_Given problem_:
Find every line in the data below that contains the word "pillow" and copy each one out in full. Case counts.
______
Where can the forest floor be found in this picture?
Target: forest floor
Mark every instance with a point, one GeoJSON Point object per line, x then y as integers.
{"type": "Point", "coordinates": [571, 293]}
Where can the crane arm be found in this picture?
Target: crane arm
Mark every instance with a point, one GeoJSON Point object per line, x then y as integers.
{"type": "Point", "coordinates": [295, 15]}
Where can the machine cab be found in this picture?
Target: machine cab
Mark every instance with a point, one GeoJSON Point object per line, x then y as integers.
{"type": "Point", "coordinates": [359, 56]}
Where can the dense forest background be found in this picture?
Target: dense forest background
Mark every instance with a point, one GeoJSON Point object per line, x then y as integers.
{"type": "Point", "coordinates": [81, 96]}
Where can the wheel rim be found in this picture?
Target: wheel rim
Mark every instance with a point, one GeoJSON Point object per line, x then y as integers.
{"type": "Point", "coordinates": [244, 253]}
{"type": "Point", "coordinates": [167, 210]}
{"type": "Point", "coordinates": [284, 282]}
______
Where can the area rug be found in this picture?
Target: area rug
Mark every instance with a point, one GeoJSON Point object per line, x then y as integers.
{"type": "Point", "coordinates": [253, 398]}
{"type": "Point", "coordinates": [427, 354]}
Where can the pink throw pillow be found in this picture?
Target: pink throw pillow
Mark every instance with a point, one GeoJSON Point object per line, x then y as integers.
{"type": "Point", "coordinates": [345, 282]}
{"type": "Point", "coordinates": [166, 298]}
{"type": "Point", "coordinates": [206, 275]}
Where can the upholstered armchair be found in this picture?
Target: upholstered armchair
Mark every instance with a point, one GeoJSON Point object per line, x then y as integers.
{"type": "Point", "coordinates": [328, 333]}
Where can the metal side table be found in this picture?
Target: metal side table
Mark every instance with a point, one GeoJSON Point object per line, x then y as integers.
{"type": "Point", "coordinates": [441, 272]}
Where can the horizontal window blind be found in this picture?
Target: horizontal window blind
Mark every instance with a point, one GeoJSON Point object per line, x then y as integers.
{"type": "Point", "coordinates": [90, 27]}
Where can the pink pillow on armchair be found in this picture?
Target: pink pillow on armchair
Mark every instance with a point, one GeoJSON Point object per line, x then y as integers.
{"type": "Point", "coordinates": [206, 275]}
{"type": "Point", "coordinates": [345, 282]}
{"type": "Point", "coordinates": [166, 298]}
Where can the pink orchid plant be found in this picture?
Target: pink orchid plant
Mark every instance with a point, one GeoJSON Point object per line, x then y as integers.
______
_Answer to the problem_:
Where can the pink throw pillow be found in this picture?
Target: pink throw pillow
Where can the pink pillow on armchair be found in this picture?
Target: pink pillow on armchair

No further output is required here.